» 記述問題 1
記事をもとに、次の質問に答えてください。
(a) 筆者がヤーナさんと初めて会ったのはどこですか。
(b) ヤーナさんの職業は何ですか。
(c) ヤーナさんが持ってきたのは、いつ出た何の雑誌ですか。
» 記述問題 2
次の文が記事の内容と合っているか、「はい」か「いいえ」で答えてください。決め手になる記事の言葉もそのまま引用してください。
(a) ヤーナさんはドイツ人である。
(b) ヤーナさんは電話で取材を申し込んだ。
(c) ヤーナさんは国会図書館にも行って古い原宿の資料を探している。

» 記事
わたしと明日のおしゃれなカンケイ

スタイリスト&エッセイストの中村のんの日々、印象に残った出来事。

「原宿」をこよなく愛するドイツ人のヤーナさんの取材を受けました。

先月末、東急プラザ表参道の『OMOHARA写真展』の会場で、私の顔を見るなり、パッと顔を輝かせた外国人の女性と出会いました。「もしかして…」と話しかけられ、「はい、中村のんです」と答えたら、大感激してくださいました。

ヤーナさんは社会学者で、「原宿」を研究テーマにされているそう。
友達から写真集『70’HARAJUKU』を教えられたときには狂喜したそうで、その著者である私に偶然会えたことをものすごく喜んでくださり、私も嬉しくて、何度も握手し合いました。

名刺を交換し合い、後日、ヤーナさんからメールで取材を申し込まれ、昨日、ヤーナさんとお会いしました。
まずは、ヤーナさんが持参された1973年に刊行された原宿特集のアンアンに感激して見入ってしまいました。
中野や神田の古本屋、国会図書館などにも行って、古い原宿の資料を探し回っているそう。

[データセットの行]
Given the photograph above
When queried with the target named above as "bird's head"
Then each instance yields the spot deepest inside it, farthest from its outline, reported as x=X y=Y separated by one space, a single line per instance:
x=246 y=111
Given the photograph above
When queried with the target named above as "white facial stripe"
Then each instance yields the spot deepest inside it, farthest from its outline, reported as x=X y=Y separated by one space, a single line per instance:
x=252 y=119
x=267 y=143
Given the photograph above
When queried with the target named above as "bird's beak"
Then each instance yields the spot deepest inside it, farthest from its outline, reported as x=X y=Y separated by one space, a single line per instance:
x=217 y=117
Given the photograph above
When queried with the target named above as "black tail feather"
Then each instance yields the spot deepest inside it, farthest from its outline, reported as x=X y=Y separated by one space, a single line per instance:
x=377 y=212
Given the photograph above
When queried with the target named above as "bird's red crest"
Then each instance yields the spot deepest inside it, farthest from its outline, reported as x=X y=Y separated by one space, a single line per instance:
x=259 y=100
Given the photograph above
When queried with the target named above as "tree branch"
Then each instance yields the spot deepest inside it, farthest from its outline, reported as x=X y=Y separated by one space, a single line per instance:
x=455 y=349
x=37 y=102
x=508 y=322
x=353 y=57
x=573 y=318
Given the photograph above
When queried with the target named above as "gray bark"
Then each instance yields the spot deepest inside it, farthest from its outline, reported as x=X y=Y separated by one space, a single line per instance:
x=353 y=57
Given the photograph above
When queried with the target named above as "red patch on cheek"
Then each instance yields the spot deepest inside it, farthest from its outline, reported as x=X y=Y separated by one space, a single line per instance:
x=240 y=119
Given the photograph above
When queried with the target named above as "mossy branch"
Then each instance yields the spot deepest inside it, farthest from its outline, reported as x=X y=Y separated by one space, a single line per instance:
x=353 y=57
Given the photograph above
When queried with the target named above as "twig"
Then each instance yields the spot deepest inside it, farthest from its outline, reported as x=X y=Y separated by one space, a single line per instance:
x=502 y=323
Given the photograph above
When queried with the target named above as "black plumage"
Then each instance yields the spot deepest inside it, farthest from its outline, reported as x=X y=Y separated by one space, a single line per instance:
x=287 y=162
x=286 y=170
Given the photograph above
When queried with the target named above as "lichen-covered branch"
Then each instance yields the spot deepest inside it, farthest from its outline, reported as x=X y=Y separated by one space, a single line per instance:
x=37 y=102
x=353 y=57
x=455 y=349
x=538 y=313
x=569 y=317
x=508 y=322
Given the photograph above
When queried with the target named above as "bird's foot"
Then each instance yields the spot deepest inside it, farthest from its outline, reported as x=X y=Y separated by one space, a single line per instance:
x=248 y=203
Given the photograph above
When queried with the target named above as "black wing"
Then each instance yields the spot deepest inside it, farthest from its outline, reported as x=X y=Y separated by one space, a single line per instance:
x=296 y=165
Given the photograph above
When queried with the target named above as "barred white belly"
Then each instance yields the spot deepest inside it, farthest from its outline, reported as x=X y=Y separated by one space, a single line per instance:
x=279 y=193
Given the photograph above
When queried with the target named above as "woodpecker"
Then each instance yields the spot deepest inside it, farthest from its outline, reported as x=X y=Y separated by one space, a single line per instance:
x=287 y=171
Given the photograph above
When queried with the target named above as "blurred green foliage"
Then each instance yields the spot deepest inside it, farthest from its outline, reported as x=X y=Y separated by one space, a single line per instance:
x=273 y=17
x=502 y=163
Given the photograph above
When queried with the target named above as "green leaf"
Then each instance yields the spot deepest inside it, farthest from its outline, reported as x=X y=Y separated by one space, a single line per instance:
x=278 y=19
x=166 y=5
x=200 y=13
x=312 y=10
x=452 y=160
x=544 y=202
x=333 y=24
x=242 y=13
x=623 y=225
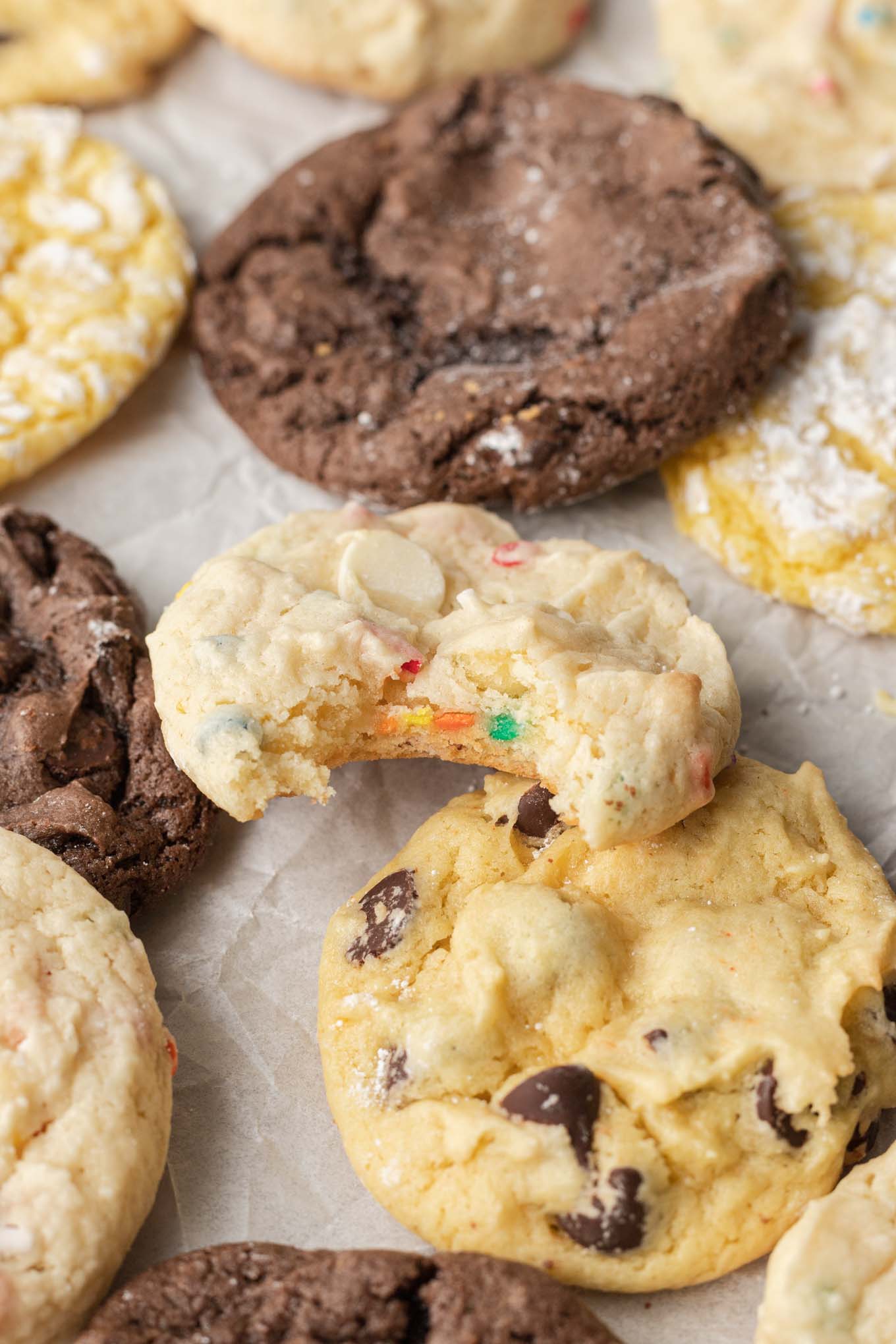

» 解答例 1
(a) 東急プラザ表参道の『OMOHARA写真展』の会場
(b) 社会学者
(c) 1973年に刊行された原宿特集のアンアン

» 解答例 2
(a) はい。「「原宿」をこよなく愛するドイツ人のヤーナさん」
(b) いいえ。「後日、ヤーナさんからメールで取材を申し込まれ」
(c) はい。「中野や神田の古本屋、国会図書館などにも行って、古い原宿の資料を探し回っているそう。」